>> BEGIN Data provided

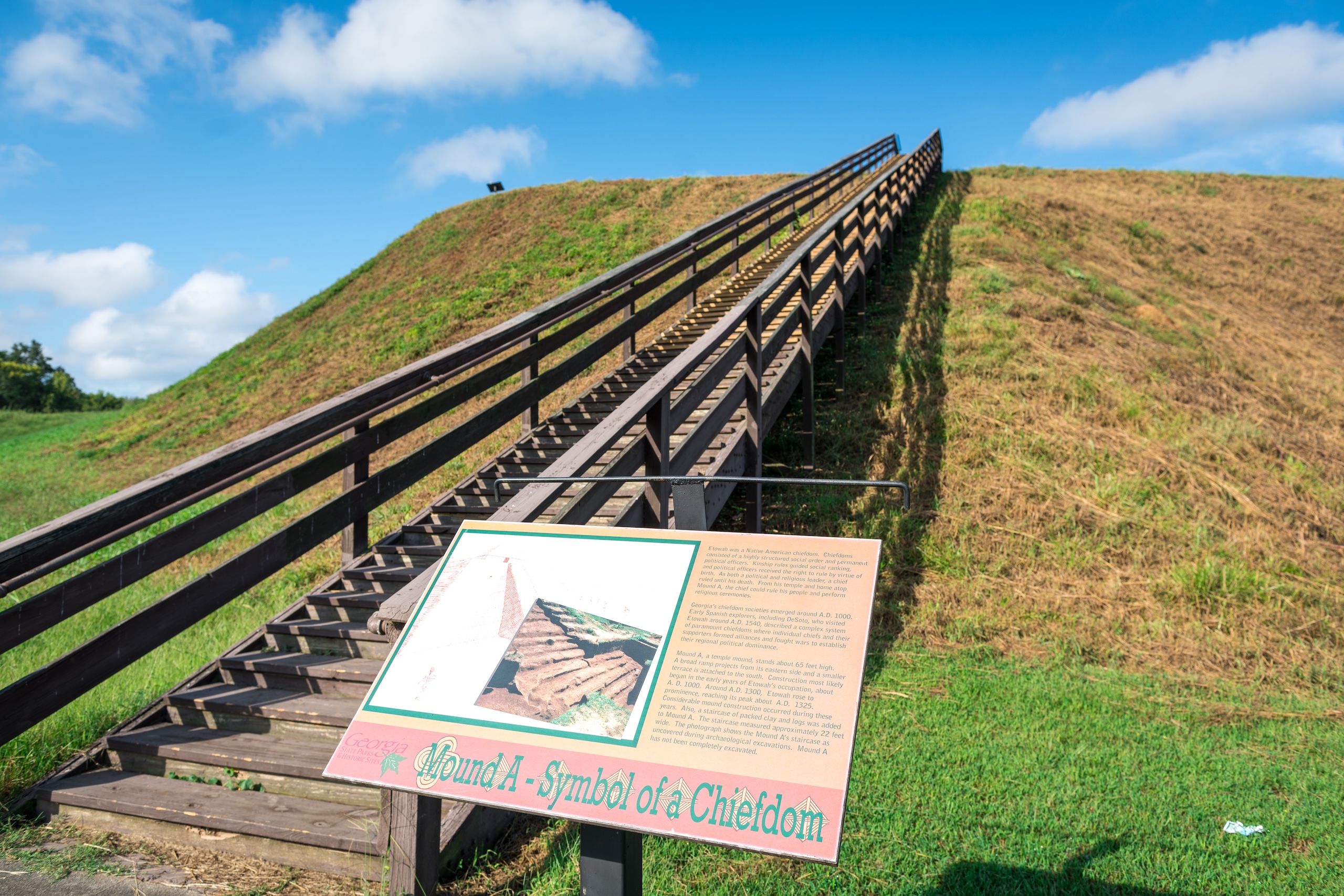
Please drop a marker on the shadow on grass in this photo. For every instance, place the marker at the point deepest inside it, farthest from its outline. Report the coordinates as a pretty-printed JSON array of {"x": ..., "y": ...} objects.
[
  {"x": 887, "y": 422},
  {"x": 973, "y": 879}
]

>> END Data provided

• **Problem to solve**
Convert the entries above into a Markdown table with the columns "Row" and "Line", numbering each line in order, skipping blank lines, and omitting the pictures.

• **Task result**
| Row | Line |
|---|---|
| 1 | Please drop a marker on the shadow on grass in this photo. For every instance, place the marker at the point deepest inside it, farthest from its outline. Report the coordinates as a pretty-printed JSON array of {"x": ..., "y": ...} objects. |
| 2 | [ |
| 3 |   {"x": 887, "y": 422}, |
| 4 |   {"x": 973, "y": 879} |
| 5 | ] |